**Page excerpt**:
-- Begin --

Tuesday, 17 June 2025

We Let Anyone Vote — And It Shows

Democracy is a beautiful thing, they say. But so is fire - until you hand it to a toddler and ask them to boil the kettle. Let’s stop pretending that universal suffrage, in its current unfiltered form, is sacred. It’s not. It’s broken. It’s being abused by a nation that can’t spell sovereignty but demands it at volume.


We live in a country where people think “should of” is a grammatically acceptable phrase, and where political opinion is shaped not by newspapers or policy briefings, but by sweaty Facebook memes, TikTok conspiracies, and talk radio ranters whose only qualification is a microphone and a persecution complex. It’s mob rule, turbocharged by WiFi and lacking even the dignity of a pitchfork.

These are the same people who cheerfully voted to torpedo their own economic future because a bus said the NHS would be showered in cash. You wouldn’t trust them to programme a microwave, but they’re apparently well-qualified to decide on trade deals, human rights law, and constitutional arrangements. One glance at the comments section and you realise the Enlightenment has gone into reverse.

We test people to drive a car. We test them to cut hair. But give them the vote – the ability to choose governments, wreck treaties, and empower demagogues – and it’s “help yourself, love, there’s the ballot box, bash away like a chimp at a vending machine.”

-- End --

**Challenges**:
1/ Rewrite the opinion piece on universal suffrage starting at "Tuesday, 17 June" and ending at "of a pitchfork.", with "toddler" changed to "small child".
2/ Continue the opinion piece on universal suffrage after its last sentence.

**Material shown**:
-- Begin --

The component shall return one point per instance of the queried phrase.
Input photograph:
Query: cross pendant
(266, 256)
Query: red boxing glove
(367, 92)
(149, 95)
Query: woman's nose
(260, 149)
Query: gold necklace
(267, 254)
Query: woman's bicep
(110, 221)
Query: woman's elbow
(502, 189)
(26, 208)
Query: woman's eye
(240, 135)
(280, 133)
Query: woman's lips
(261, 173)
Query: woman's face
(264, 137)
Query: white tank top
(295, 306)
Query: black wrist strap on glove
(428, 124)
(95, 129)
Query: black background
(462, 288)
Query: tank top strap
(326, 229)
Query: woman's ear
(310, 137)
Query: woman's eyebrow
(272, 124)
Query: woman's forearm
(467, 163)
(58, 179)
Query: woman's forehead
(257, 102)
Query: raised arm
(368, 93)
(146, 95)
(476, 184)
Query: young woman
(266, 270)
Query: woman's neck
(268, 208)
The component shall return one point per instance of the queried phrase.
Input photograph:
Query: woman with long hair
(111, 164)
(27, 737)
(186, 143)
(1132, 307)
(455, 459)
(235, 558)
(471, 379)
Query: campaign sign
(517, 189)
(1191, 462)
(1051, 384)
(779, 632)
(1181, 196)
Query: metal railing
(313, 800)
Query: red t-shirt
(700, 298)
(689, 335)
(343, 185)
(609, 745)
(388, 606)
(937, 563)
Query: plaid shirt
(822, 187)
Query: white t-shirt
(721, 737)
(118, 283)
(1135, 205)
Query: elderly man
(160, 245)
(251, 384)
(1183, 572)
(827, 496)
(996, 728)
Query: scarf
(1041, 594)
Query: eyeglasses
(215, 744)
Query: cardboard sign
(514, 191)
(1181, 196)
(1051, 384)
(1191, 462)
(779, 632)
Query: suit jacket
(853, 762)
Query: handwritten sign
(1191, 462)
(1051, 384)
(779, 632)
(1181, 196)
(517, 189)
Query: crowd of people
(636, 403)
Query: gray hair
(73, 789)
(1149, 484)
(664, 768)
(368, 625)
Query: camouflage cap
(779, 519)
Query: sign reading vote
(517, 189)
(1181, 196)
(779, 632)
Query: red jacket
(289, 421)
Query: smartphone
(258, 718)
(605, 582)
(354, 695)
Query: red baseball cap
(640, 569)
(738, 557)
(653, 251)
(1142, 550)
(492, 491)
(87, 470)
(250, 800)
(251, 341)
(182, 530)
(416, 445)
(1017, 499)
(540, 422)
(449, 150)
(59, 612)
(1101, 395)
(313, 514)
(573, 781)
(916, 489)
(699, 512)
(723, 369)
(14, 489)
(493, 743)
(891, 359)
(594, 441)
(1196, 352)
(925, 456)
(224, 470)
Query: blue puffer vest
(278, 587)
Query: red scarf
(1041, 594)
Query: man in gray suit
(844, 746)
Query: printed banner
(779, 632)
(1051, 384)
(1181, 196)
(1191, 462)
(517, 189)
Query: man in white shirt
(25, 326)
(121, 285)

-- End --

**Answers to the exercises**:
1/
Tuesday, 17 June 2025

We Let Anyone Vote — And It Shows

Democracy is a beautiful thing, they say. But so is fire - until you hand it to a small child and ask them to boil the kettle. Let’s stop pretending that universal suffrage, in its current unfiltered form, is sacred. It’s not. It’s broken. It’s being abused by a nation that can’t spell sovereignty but demands it at volume.


We live in a country where people think “should of” is a grammatically acceptable phrase, and where political opinion is shaped not by newspapers or policy briefings, but by sweaty Facebook memes, TikTok conspiracies, and talk radio ranters whose only qualification is a microphone and a persecution complex. It’s mob rule, turbocharged by WiFi and lacking even the dignity of a pitchfork.

2/
Why? Because politics isn’t about policy anymore. It’s content. It’s clickbait. It’s a popularity contest held in the midst of a nationwide attention deficit. Where once politicians shaped public opinion, they now chase it – like toddlers after pigeons – eyes fixed on the algorithm. Gone is the statesman. In his place, a PR mannequin live-streaming from a tractor factory while retweeting racists. It’s not leadership – it’s customer service with flags.

Populism thrives in this cesspit, not because it’s clever, but because it’s loud. It promises simple answers to complex problems, yells about “elites” while being bankrolled by them, and counts success in the number of retweets, not results. It weaponises criticism, monetises outrage, and flogs patriotism like it’s knock-off perfume.

So here’s a radical thought: a basic civic competency test. Nothing Orwellian. No ideological witch-hunts. Just the democratic equivalent of a driving theory test – a minimal demonstration that you understand how voting works, what the parties stand for, and that you can distinguish the EU from the ECHR without resorting to angry emojis. If that’s too much to ask, maybe sit this one out and focus on spelling "dictatorship" correctly.

Because right now, our democracy is being steered by people who think the WEF is installing microchips, that immigrants are the reason the bins weren’t collected, and that shouting “common sense” is a substitute for a manifesto. Meanwhile, the rest of us are still trying to have grown-up conversations about housing, the NHS, and whether we’d like a future – and we’re being shouted down by people who think Farage is Churchill with a pint and a podcast.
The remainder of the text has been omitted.